▶ [Task to complete]: Render every line of the items below as a string in a single JSON list, one string per line, with blank lines omitted.
──────
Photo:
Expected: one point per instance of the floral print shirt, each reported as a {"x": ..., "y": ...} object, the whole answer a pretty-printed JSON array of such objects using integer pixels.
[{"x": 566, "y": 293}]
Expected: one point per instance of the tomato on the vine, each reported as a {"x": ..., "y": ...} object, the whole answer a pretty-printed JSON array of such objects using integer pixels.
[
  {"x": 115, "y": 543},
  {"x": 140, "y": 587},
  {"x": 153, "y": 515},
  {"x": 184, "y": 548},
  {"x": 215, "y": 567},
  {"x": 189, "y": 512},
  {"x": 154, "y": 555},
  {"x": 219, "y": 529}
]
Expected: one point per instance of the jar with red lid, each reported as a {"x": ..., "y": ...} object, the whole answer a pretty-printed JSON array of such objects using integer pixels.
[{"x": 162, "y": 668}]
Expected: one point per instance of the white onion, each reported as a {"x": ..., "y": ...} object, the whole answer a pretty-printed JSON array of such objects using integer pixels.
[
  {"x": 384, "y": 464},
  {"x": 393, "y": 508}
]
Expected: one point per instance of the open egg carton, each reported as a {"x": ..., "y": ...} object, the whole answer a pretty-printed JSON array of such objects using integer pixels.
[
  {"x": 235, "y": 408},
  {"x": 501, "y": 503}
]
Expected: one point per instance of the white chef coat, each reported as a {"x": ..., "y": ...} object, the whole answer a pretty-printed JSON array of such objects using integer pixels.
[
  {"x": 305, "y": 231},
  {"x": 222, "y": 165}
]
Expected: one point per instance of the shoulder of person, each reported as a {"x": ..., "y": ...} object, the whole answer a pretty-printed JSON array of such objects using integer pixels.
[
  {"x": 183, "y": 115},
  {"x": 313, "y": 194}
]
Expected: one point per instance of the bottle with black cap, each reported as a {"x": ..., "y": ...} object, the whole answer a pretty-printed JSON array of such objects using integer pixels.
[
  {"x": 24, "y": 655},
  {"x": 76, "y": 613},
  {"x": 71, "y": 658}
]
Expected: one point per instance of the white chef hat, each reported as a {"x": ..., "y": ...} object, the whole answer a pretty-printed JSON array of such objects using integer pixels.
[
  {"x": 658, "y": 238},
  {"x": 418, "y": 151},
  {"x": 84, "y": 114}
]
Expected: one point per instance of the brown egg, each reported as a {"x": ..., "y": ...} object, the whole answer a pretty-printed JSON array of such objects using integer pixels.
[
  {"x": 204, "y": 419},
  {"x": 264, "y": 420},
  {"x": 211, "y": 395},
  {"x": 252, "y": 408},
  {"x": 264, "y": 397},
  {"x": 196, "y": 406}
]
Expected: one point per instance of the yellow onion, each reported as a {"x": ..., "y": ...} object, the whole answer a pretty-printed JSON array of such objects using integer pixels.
──────
▶ [Solution]:
[
  "Photo:",
  "Expected: one point per instance of the floral print shirt, each reported as a {\"x\": ..., \"y\": ...} object, the whole answer a pretty-printed JSON array of such objects using integer pixels.",
  "[{\"x\": 566, \"y\": 293}]",
  "Expected: one point per instance of the tomato on the vine, each reported as a {\"x\": ..., \"y\": ...} object, the whole answer a pretty-printed JSON array of such objects using integer pixels.",
  "[",
  "  {\"x\": 115, \"y\": 543},",
  "  {\"x\": 140, \"y\": 587},",
  "  {\"x\": 153, \"y\": 515},",
  "  {\"x\": 184, \"y\": 548},",
  "  {\"x\": 215, \"y\": 567},",
  "  {\"x\": 189, \"y\": 512},",
  "  {\"x\": 154, \"y\": 555},",
  "  {\"x\": 219, \"y\": 529}",
  "]",
  "Expected: one point per instance of the jar with red lid, each reported as a {\"x\": ..., \"y\": ...} object, the whole answer a pretty-printed JSON array of such objects using integer pixels.",
  "[{\"x\": 162, \"y\": 668}]",
  "Expected: one point per instance of the white onion, each reported as a {\"x\": ..., \"y\": ...} object, the whole answer a pretty-printed JSON array of such objects using integer pixels.",
  "[",
  "  {\"x\": 384, \"y\": 464},",
  "  {\"x\": 393, \"y\": 508}",
  "]",
  "Expected: one point per instance of the open egg carton, each reported as a {\"x\": ..., \"y\": ...} object, the whole answer a pretty-printed JSON array of such objects using integer pixels.",
  "[",
  "  {\"x\": 235, \"y\": 408},",
  "  {\"x\": 501, \"y\": 503}",
  "]",
  "Expected: one point per instance of the white chef coat, each reported as a {\"x\": ..., \"y\": ...} object, the whole answer a pretty-printed JSON array of such objects using integer pixels.",
  "[",
  "  {\"x\": 305, \"y\": 231},",
  "  {\"x\": 222, \"y\": 165}",
  "]",
  "Expected: one point per instance of the shoulder of person, each reported as a {\"x\": ..., \"y\": ...} object, the whole answer a pretty-printed JSON array of such objects using integer pixels.",
  "[",
  "  {\"x\": 183, \"y\": 115},",
  "  {\"x\": 313, \"y\": 194}",
  "]",
  "Expected: one point per instance of the bottle with black cap, each reported as a {\"x\": ..., \"y\": ...} object, the whole answer a pretty-printed JSON array of such objects using integer pixels.",
  "[",
  "  {\"x\": 24, \"y\": 655},",
  "  {\"x\": 76, \"y\": 613},",
  "  {\"x\": 71, \"y\": 658}",
  "]",
  "Expected: one point per instance of the white chef hat, each reported as a {\"x\": ..., \"y\": ...} object, the whole answer a pretty-printed JSON array of such objects using integer pixels.",
  "[",
  "  {\"x\": 658, \"y\": 238},",
  "  {\"x\": 418, \"y\": 151},",
  "  {\"x\": 84, \"y\": 114}",
  "]",
  "Expected: one point per instance of the brown egg, each reported as a {\"x\": ..., \"y\": ...} object, the whole answer a pretty-printed JSON array of such objects using integer pixels.",
  "[",
  "  {\"x\": 204, \"y\": 419},",
  "  {\"x\": 264, \"y\": 420},",
  "  {\"x\": 211, \"y\": 395},",
  "  {\"x\": 252, \"y\": 408},",
  "  {\"x\": 264, \"y\": 397},",
  "  {\"x\": 196, \"y\": 406}",
  "]",
  "Expected: one point per instance of the yellow onion, each reported as a {\"x\": ..., \"y\": ...} object, the whole answer a pretty-printed JSON array of such objects using integer pixels."
]